**INSTRUCTIONS TO FOLLOW:**
Below are the entries; output exactly the lines from the one containing "point(475, 234)" through the final line, inclusive.

**DATA SECTION:**
>>>>>
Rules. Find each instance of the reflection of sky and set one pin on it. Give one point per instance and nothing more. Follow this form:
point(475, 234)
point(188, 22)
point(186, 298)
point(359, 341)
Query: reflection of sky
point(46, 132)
<<<<<
**OUTPUT OF THE TASK:**
point(475, 234)
point(188, 22)
point(186, 298)
point(359, 341)
Query: reflection of sky
point(46, 132)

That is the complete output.